> _TASK STATEMENT_
Rewrite the entries as a Markdown table with columns "Row" and "Line," starting with the line containing "Could you spot the flower" and going on through the final entry. Number each line in Row and skip blank lines.

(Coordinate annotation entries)
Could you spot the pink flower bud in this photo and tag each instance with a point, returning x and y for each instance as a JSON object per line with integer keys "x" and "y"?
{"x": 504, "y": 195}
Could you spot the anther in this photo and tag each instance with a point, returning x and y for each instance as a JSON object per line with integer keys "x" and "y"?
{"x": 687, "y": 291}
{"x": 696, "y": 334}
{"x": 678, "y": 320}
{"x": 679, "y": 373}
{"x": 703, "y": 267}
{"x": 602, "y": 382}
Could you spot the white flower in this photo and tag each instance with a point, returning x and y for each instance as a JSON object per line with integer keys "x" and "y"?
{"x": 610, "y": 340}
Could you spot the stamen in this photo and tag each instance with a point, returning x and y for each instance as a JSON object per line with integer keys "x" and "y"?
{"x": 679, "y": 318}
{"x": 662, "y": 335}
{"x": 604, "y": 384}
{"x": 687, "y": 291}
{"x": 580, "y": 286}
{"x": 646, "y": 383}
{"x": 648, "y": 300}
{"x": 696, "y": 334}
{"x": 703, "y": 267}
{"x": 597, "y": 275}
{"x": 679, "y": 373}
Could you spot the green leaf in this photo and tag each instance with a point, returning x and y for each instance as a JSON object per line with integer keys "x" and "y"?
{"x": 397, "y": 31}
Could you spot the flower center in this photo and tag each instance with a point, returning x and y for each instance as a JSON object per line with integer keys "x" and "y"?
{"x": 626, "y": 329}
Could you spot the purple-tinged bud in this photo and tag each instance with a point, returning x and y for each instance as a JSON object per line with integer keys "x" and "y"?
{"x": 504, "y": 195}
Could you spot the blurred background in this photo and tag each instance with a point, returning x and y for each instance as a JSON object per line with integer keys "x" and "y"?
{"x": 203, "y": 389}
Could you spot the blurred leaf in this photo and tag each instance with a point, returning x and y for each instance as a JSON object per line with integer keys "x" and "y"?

> _RESULT OF THE EXERCISE_
| Row | Line |
|---|---|
| 1 | Could you spot the flower center in this photo and tag each instance with a point, returning x and y for each instance as a JSON object per line with integer keys "x" and "y"? |
| 2 | {"x": 626, "y": 329} |
| 3 | Could you spot the purple-tinged bud in this photo and tag each instance with a point, returning x and y for each instance as a JSON object per line with integer keys "x" and "y"? |
| 4 | {"x": 504, "y": 195} |
| 5 | Could you spot the blurred background in this photo and tag each instance with a point, returning x and y for each instance as a JSON object per line with integer keys "x" and "y"? |
| 6 | {"x": 203, "y": 389} |
| 7 | Could you spot the blurred leaf in this photo and tag each instance with a point, returning x and y for each instance as a JSON object per line with integer keys "x" and "y"? |